* 练习任务
a: 根据短文,彭君昶的诗集是从哪里寄来的?
b: 判断下列说法是否符合短文内容,每项回答"是"或"否",并引用短文中起决定作用的原话:(i) 诗集到来时,2022年的夏天只剩最后一天;(ii) 取诗集的路上天在下雨;(iii) 回来的路上,耳边的风声很轻很静。

宁静与温暖
彭君昶的诗集从宜昌来到我漂泊的城市,2022年的夏天只剩下最后一天。我将目光撒向窗外,阳光仍和往常一样,毒辣辣地炙烤着大地,它没有透露出一丝气息,告诉人们,粉红色的回忆即将开唱。
取诗集的路上,我走在烈日底下,望着一幢幢高大的建筑和还绿着的一块块庄稼跟稻田,情不自禁地想起里尔克的《秋日》:“夏天曾经很盛大//把你的阴影落在日晷上/让秋风刮过田野//让最后的果实长得丰满/再给两天南方的好天气/迫使它们成熟/把最后的甘甜酿入浓酒”。
回来的路上,耳畔的风声呼呼地响着,像一首循环的音乐:“牵住你的手/相别在黄鹤楼/波涛万里长江水/送你下……”我身后总觉得有一个人,他远远地、孤独地站着,目送着我的背影越走越远。

* 数据行
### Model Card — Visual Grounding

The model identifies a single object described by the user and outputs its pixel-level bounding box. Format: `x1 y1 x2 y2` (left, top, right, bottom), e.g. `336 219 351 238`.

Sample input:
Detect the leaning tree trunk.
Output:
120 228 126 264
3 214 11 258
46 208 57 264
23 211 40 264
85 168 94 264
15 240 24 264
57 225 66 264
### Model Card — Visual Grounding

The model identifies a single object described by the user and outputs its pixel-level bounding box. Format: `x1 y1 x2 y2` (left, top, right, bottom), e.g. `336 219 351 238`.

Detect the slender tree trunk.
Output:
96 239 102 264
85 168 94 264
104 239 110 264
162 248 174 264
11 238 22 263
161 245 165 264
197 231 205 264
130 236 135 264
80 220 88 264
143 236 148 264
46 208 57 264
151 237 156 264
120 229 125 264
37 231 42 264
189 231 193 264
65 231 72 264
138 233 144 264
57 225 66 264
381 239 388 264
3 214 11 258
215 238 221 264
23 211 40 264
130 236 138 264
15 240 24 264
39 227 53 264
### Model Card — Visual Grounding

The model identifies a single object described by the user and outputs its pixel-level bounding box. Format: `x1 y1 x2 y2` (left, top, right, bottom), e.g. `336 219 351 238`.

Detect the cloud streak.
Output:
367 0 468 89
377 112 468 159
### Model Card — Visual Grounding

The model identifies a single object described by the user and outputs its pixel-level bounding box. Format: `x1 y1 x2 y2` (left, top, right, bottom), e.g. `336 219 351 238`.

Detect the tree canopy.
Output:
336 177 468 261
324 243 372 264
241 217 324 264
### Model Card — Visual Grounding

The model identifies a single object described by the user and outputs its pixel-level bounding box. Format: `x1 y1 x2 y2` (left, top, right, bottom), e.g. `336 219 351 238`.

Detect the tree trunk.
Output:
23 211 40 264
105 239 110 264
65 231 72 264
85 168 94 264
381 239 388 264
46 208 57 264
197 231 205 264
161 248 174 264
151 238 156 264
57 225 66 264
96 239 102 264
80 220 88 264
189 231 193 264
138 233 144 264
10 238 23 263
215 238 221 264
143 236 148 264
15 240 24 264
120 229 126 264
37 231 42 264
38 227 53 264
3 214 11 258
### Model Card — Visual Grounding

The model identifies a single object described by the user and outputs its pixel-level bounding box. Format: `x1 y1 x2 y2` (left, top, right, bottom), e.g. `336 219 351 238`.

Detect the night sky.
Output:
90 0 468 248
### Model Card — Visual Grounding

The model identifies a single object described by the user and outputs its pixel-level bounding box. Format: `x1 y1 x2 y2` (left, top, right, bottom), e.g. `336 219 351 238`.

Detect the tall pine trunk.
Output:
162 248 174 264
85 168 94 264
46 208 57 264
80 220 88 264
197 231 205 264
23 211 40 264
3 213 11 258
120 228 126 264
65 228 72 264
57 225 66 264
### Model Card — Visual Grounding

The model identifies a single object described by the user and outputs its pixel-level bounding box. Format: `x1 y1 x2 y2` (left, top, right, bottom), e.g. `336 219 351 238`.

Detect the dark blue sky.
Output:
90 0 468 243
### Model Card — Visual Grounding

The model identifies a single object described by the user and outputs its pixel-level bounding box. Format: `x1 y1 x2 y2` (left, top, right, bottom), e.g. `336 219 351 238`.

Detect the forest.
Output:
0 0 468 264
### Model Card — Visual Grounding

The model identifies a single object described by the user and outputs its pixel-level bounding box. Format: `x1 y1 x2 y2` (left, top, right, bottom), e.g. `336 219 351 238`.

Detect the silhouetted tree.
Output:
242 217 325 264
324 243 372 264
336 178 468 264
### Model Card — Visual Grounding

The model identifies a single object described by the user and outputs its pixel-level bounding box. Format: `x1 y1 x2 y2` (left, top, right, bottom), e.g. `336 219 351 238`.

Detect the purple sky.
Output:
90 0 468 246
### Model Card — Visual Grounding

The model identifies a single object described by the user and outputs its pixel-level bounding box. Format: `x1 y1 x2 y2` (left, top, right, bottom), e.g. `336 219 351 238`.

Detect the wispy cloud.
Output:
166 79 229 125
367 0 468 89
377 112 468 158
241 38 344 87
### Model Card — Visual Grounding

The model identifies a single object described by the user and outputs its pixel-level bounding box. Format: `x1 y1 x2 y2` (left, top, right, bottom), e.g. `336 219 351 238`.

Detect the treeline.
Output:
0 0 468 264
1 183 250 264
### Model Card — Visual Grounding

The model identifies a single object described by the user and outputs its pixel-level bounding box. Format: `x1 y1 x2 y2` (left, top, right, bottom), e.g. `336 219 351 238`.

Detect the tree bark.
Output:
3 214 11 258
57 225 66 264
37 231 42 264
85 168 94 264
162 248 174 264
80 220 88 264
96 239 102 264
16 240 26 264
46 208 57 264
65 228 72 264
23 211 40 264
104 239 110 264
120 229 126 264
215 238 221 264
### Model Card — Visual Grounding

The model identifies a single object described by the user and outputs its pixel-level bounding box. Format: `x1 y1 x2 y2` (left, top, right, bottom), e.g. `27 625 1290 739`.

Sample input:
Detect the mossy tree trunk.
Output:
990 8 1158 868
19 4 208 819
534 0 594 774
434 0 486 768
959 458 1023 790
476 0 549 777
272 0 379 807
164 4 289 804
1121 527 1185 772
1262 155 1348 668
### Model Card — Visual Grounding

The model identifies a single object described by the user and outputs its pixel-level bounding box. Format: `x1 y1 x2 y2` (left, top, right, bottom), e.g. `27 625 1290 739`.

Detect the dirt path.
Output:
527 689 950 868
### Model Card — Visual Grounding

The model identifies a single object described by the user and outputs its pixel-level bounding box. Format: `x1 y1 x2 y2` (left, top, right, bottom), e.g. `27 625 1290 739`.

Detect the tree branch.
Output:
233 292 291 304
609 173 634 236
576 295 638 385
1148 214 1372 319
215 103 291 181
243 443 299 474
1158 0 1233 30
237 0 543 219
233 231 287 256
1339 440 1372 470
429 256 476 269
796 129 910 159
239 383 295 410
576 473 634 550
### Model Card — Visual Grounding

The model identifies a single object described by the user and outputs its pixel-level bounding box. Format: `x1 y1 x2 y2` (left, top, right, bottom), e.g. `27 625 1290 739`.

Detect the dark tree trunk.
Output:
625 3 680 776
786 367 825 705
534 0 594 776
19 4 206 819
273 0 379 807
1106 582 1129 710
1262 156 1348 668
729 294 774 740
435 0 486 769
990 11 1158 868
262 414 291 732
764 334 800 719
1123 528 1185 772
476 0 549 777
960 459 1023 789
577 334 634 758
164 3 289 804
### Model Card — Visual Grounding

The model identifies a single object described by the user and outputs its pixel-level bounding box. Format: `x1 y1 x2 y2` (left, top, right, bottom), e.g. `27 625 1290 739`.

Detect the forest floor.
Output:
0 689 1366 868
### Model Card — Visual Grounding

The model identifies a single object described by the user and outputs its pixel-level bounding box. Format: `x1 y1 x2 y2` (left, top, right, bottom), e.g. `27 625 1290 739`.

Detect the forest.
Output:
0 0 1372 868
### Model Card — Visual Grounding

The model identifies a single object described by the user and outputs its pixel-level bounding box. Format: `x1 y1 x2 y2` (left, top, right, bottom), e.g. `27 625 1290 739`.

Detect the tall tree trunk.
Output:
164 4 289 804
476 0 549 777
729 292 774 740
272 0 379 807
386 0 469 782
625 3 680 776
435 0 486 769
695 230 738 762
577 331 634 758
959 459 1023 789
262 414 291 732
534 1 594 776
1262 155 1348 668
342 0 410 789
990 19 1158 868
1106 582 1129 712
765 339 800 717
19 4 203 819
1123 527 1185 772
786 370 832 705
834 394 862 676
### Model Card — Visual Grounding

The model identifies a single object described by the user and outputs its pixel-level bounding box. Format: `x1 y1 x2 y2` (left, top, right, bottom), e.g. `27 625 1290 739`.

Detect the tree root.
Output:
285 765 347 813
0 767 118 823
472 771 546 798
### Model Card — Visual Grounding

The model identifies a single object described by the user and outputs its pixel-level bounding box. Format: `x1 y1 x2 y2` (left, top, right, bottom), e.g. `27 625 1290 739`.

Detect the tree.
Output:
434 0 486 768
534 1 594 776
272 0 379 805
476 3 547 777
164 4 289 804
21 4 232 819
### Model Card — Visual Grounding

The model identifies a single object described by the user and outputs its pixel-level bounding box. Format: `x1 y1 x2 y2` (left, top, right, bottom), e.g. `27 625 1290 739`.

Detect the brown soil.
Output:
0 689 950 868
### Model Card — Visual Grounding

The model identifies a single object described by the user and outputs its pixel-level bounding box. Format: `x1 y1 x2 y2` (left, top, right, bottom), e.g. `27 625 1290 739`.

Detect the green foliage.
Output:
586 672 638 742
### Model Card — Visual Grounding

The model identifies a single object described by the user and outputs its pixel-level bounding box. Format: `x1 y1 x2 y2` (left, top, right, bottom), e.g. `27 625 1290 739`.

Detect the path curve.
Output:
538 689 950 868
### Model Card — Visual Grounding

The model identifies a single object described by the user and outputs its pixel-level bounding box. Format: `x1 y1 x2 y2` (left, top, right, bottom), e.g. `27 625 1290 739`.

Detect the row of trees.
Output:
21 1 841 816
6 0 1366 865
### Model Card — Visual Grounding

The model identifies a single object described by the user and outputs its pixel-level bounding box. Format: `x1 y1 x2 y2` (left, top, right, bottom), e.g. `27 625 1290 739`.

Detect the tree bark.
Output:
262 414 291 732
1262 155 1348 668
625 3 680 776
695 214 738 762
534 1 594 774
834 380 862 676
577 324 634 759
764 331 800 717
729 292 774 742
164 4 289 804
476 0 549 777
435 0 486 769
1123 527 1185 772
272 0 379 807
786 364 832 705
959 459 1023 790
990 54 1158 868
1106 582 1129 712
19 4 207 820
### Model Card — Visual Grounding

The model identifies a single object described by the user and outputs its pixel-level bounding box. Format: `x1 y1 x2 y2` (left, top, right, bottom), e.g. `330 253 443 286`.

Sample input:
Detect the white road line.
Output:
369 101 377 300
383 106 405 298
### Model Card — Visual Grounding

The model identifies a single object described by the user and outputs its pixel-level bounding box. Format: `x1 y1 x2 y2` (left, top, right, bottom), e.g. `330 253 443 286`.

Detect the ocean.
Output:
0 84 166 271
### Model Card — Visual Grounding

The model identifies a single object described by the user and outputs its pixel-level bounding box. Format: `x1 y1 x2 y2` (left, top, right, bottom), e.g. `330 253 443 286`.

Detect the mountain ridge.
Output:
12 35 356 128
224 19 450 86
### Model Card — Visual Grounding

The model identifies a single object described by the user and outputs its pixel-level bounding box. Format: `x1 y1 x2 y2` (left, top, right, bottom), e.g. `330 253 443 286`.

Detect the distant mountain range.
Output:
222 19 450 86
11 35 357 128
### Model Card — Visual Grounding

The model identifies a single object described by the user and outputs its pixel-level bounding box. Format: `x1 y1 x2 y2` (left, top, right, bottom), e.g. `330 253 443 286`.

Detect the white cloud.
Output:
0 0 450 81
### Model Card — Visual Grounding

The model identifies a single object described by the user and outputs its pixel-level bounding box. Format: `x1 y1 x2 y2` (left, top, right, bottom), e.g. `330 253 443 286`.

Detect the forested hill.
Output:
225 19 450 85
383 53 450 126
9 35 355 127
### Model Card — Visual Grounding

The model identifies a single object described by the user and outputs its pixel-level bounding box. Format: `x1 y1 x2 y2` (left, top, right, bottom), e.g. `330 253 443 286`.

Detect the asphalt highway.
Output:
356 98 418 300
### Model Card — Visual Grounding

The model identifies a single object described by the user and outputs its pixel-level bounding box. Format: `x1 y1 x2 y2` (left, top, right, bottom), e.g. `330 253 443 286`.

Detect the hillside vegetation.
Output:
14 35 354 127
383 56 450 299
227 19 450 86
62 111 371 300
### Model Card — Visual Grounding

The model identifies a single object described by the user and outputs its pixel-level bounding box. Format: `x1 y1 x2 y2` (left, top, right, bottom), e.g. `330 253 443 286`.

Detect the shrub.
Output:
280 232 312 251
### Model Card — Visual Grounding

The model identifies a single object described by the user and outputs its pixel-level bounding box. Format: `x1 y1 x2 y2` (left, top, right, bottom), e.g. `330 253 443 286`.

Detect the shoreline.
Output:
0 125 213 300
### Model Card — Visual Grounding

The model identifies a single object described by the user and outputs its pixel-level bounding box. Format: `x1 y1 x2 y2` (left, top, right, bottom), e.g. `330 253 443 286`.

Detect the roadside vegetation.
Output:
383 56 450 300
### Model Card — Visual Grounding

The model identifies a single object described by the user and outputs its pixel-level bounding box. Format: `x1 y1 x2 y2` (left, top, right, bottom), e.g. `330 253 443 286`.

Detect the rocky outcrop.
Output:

* 练习答案
a: 宜昌。

b:
(i) 是:"2022年的夏天只剩下最后一天"
(ii) 否:"我走在烈日底下"
(iii) 否:"耳畔的风声呼呼地响着"